▶ **Given instruction**
Reproduce everything from "Let us also" down to "that 700lb behemoth." in the motorcycle safety text below, word for word.
---------- Reading text
You make a good point. In reality just being hyper-vigillent to upcoming dangers will "buy you more time" than being on a 1000cc bike. The best favor you can do for yourself is to keep enough gap between you and the cars so that you can react quickly to any unanticipated behavior from the cars.
Let us also consider that when stopped at a red light and if some car went "out of control" and came at you that a lightweight bike is easier to handle at a full stop and to roll it around compared to a 500lb++ bike
Let us consider that a lightweight bike is more nimble and agile and can change directions faster or swerve away from danger. I see the guys on a fat Harley that weight over 700 lbs and they look like a clown in the parking lot and when doing low speed maneuvers they waddle around like a duck with that 700lb behemoth.
Buy a faster bike if you want more speed but let us not delude ourselves that it is for reasons of safety
. Because if we are talking about safety we can assume that a guy on a SuperSport is going to naturally ride faster and take more risks than a guy on a 250cc CBR and that naturally is going to put the rider in more dangerous situations overall and more frequently.
And also in my personal opinion a rider should MASTER the 250 or 300cc bike first. And when I say Master it I mean COMPLETELY........ that you can carve up the twisties and make tight U-turns effortlessly and make perfect turns leaned over so far that you are scrapping the toe of your boot. I think very few people reach that level of mastery before they "think they are ready to graduate to a 600".
If a chap keeps selling their bike in less than 2 years how will they ever reach such a level of mastery? The answer is that they will not. And when the fateful day arrives that you are "put to the test" in a crazy situation you will either have the Mastery of skills to escape the crash or you will pay the Ultimate Price. That is the true danger of riding a bike like a 600 that you do not possess the proper skills to navigate a crash situation and escape from it. This is why I do not advocate for beginners to EVER start on a 600 or above as a learning bike.
In my opinion one should move up from a 250 only when they have mastered it, the same way you move up different color belts in Karate
plenty of good advice here, but doesnt hurt to repeat
a basic reality in any,, road space dispute;
you simply cannot trust them..
a lovely child or inexperienced mother
or anyone with a loaded gun, for eg,
represents a real risk, despite and aside from
whoever and whatever they may be
as a citizen or as a person..
no doubt, a more powerful motorcycle can,
accelerate more quickly, including in overtakes..
however, consider yourself at the lights
next to a more powerful motorcycle,
you intent on getting a good take off
while she contemplates some distraction
or other, as the lights change..
then, in those microseconds, your response
will be faster than her reactions and redirect
of attention back to taking off..
too late, you have gone..
within a road space your attention
and response time are vital..
if he's already started turning
into your space esp at speed,
its too late if you havnt already
taken off in response...
--------------------
---------- Data excerpts
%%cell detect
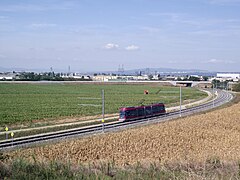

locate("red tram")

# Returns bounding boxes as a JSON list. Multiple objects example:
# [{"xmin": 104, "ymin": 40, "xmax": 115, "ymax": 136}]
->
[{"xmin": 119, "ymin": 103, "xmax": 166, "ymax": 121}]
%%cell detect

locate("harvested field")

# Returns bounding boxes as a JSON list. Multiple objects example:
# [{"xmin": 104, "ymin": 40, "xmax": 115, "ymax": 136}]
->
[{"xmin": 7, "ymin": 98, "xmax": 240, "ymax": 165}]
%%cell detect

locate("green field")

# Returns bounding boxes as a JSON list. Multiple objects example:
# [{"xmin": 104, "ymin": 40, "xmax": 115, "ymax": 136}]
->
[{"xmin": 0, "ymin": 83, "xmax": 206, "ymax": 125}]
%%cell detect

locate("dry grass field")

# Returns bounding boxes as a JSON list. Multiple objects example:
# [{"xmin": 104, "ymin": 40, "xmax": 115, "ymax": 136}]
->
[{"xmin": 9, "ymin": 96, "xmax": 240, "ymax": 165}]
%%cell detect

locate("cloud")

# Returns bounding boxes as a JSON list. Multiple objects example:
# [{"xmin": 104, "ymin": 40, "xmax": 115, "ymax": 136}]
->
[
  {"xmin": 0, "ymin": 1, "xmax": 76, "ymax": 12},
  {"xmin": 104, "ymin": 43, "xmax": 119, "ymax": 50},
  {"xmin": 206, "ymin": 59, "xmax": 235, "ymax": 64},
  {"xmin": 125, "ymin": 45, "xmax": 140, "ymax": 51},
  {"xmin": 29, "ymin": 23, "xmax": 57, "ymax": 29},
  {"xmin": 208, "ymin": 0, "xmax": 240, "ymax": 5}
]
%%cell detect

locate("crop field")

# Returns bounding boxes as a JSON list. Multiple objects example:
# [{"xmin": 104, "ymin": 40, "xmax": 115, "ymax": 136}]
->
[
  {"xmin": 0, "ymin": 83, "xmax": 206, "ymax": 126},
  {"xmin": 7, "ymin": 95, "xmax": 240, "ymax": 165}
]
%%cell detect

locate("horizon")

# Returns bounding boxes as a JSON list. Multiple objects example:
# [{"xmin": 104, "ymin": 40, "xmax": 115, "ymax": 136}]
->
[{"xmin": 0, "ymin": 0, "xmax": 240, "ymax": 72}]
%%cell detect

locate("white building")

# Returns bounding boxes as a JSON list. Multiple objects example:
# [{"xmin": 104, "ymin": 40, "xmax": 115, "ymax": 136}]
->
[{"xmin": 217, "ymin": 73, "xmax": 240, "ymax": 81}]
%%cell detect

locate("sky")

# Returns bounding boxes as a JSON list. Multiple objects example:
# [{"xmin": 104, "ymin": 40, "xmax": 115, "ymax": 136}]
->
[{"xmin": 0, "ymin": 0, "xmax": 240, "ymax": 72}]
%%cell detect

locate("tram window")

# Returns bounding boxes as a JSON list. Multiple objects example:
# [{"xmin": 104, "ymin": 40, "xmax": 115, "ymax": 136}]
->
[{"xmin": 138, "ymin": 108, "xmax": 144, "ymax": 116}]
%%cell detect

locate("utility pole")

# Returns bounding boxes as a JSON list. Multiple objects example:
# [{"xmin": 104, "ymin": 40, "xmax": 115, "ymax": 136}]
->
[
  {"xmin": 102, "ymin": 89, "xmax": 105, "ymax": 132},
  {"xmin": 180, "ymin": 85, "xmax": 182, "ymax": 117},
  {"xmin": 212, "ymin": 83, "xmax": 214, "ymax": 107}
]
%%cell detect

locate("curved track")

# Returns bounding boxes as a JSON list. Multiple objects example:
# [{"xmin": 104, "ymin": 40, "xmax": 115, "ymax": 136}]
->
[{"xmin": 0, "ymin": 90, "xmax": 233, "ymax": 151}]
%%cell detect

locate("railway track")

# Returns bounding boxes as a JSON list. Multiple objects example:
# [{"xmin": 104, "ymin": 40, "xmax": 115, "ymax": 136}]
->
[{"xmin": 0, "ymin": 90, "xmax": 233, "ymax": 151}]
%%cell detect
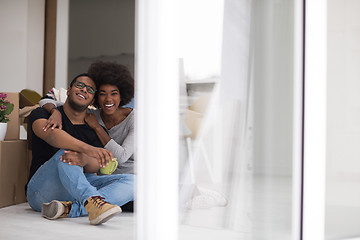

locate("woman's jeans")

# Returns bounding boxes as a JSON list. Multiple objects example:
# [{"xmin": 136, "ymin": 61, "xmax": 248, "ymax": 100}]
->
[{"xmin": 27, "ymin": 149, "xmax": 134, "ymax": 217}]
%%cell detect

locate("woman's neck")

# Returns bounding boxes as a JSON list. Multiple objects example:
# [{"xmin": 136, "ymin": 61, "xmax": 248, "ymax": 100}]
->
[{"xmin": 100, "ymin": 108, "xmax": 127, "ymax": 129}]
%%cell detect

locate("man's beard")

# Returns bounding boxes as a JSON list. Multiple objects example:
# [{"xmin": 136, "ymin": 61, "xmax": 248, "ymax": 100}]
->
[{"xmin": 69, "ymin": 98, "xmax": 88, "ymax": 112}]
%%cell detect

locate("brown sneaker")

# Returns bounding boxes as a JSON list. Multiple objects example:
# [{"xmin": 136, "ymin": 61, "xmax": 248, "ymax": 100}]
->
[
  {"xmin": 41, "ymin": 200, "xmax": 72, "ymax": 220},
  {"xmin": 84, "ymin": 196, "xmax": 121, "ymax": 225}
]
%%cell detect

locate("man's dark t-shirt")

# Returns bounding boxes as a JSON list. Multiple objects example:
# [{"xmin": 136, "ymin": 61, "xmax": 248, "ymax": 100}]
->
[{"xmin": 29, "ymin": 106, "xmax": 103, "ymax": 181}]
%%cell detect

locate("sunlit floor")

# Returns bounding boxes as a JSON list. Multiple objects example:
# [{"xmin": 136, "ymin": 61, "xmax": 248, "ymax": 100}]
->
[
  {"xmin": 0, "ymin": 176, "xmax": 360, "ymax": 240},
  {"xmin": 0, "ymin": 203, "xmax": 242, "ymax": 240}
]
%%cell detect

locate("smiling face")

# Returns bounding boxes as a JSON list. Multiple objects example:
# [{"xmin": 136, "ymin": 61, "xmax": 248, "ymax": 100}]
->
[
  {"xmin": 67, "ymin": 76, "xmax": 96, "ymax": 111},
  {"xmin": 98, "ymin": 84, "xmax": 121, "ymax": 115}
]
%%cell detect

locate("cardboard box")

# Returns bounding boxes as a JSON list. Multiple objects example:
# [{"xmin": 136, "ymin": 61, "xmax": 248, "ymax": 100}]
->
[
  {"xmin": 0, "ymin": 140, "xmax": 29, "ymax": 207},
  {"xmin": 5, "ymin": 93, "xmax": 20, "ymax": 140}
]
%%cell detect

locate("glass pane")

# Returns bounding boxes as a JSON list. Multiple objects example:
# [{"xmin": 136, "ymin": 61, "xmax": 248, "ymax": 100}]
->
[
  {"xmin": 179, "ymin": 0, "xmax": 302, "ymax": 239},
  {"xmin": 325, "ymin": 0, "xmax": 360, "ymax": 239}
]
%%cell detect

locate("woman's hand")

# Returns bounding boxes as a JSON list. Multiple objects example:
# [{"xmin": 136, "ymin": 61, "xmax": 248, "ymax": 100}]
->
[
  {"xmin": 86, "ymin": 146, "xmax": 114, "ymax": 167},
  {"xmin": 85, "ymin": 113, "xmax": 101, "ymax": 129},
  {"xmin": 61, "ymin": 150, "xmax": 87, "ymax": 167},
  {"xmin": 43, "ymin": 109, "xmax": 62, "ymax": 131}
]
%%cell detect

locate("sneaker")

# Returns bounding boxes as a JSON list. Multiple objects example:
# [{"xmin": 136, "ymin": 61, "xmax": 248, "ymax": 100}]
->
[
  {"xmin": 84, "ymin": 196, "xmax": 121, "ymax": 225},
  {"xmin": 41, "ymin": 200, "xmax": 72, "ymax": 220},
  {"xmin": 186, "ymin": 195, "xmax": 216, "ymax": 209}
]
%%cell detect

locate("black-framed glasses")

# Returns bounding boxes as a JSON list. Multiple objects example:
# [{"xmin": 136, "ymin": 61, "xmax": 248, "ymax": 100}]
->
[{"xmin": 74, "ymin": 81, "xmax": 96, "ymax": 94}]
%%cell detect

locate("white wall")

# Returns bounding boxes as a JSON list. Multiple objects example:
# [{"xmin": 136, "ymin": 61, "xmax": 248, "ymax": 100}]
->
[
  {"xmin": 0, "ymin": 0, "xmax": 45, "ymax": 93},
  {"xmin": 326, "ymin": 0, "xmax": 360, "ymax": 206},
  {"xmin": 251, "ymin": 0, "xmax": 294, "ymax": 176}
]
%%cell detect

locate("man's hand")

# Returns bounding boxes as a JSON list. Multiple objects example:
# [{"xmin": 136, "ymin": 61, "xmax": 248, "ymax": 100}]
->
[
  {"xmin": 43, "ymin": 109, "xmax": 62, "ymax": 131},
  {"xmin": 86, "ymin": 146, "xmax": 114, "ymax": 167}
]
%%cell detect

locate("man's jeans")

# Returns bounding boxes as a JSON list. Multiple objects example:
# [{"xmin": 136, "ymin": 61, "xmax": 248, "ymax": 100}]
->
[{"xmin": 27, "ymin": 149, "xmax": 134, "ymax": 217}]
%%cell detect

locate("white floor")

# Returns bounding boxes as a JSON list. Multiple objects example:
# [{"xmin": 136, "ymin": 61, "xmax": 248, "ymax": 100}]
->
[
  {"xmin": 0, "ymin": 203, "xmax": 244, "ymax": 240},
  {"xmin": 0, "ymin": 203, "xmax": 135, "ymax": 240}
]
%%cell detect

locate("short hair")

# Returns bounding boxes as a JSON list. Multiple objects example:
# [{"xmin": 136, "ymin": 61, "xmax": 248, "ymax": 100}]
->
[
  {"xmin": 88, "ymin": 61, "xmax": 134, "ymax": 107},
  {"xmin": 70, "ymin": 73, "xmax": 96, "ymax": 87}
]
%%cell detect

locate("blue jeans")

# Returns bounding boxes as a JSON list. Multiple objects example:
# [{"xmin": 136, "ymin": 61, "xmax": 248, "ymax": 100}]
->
--------------------
▶ **Output below**
Let us also consider that when stopped at a red light and if some car went "out of control" and came at you that a lightweight bike is easier to handle at a full stop and to roll it around compared to a 500lb++ bike
Let us consider that a lightweight bike is more nimble and agile and can change directions faster or swerve away from danger. I see the guys on a fat Harley that weight over 700 lbs and they look like a clown in the parking lot and when doing low speed maneuvers they waddle around like a duck with that 700lb behemoth.